AUFGABE A:
Ermittle alle Zeilen der Datensätze, in denen die Zeichenfolge „edges“ vorkommt, und gib diese Zeilen unverändert wieder.

TEXTABSCHNITT:

Automobilindustrie : "Up-Quentching" - Aluminium-Upgrade im Autobau

Leicht, sehr fest und gut formbar zugleich - das sind die Anforderungen von Automobilherstellern an die Karosserie-Außenhaut. Aluminium ist rund dreimal leichter als herkömmlicher Stahl, mit der Festigkeitssteigerung ist jedoch leider meist ein Rückgang an Formbarkeit verbunden. Forscher in Leoben haben einen Weg gefunden, Aluminiumlegierungen unter Beibehaltung einer hohen Festigkeit dennoch leichter verformbar zu machen.

Es ist ein Kampf um jedes Gramm: Bei Autobauern führen die Vorgaben zur Reduktion der CO2‐Emissionen und zur Einsparung des Energieverbrauchs dazu, dass dem Leichtbau höhe Priorität eingeräumt wird, weil das beim Fahren Energie spart. Neben Karbon gilt das leichte Aluminium dabei als Hoffnungsträger im Bereich der Gewichtsreduktion. Die komplexen Leichtbauteile machen jedoch eine hohe Formbarkeit des Materials notwendig, gleichzeitig sollen sie bei Unfällen - oder Hagelereignissen - möglichst wenig Schaden nehmen und ihre Festigkeit unter Beweis stellen.

Aluminium-Legierung soll in Zukunft Stahl ablösen

Weil aber das Verhältnis von Festigkeit zu Formbarkeit bei Aluminium-Legierungen noch ungünstig ist, können Aluminiumwerkstoffe den schwereren Stahl bisher in der Massenanwendung derzeit in der Massenanwendung nicht einfach ersetzen, berichtete Stefan Pogatscher vom Lehrstuhl für Nichteisenmetallurgie der Montanuni Leoben. Um zu besseren Materialeigenschaften zu kommen, beschäftigt er sich mit den atomaren Vorgängen in der Frühphase der Aushärtung von Aluminiumlegierungen und leitet zudem in Leoben das Christian Doppler (CD) Labor für Fortgeschrittene Aluminium‐Legierungen. Der von ihm und seinem Team gefundene neue Weg der Wärmebehandlung führte zum angestrebten Ziel. Beschrieben wurde sie in der jüngsten Ausgabe des Forschungsjournals "Nature Communications".

BEREITGESTELLTE ANGABEN:
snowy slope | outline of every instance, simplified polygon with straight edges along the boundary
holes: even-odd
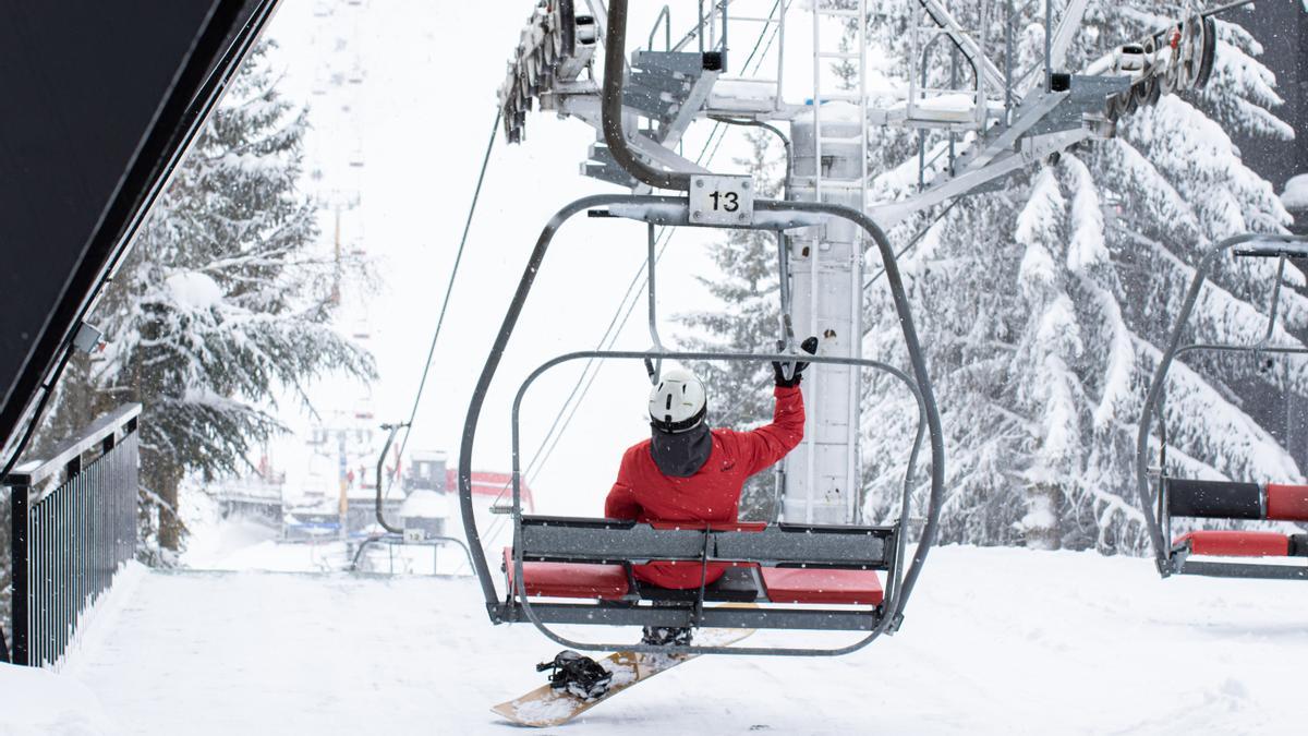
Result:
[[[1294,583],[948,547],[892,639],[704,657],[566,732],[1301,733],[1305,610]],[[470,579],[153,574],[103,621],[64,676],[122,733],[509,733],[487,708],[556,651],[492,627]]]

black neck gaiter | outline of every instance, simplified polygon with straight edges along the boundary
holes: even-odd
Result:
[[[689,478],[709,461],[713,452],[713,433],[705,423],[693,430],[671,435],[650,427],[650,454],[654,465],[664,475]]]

==

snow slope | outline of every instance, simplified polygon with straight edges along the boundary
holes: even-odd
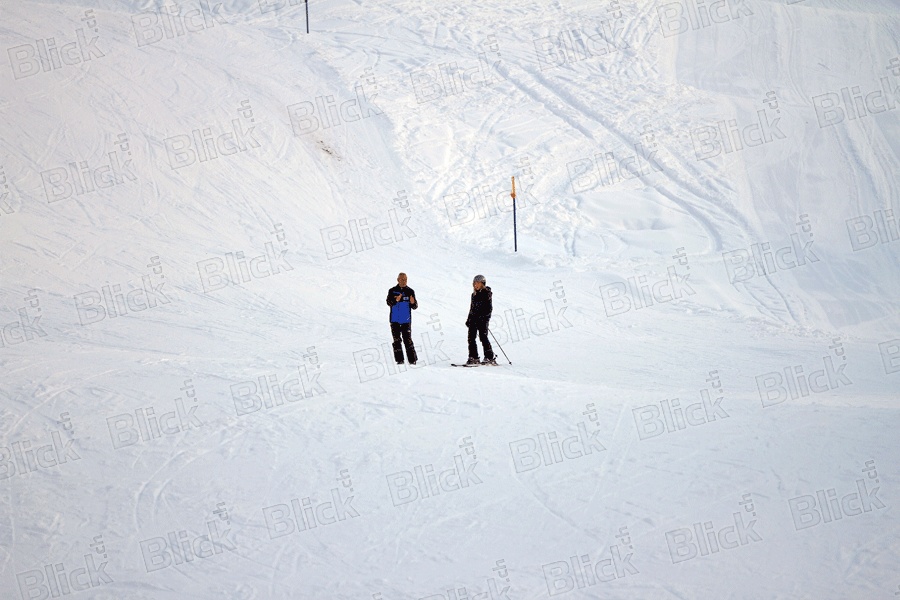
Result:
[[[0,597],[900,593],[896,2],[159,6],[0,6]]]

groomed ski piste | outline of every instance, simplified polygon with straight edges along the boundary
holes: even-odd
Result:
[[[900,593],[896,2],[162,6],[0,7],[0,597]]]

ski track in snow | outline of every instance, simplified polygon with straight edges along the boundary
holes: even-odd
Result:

AUFGABE B:
Um wie viel leichter als herkömmlicher Stahl ist Aluminium laut dem Artikel über Aluminium im Autobau?

LÖSUNG A:
snowy slope | outline of every instance, simplified polygon with straight edges along the boundary
black neck gaiter | outline of every instance, simplified polygon with straight edges along the boundary
snow slope | outline of every instance, simplified polygon with straight edges along the boundary
groomed ski piste | outline of every instance, simplified polygon with straight edges along the boundary
ski track in snow | outline of every instance, simplified polygon with straight edges along the boundary

LÖSUNG B:
Rund dreimal leichter.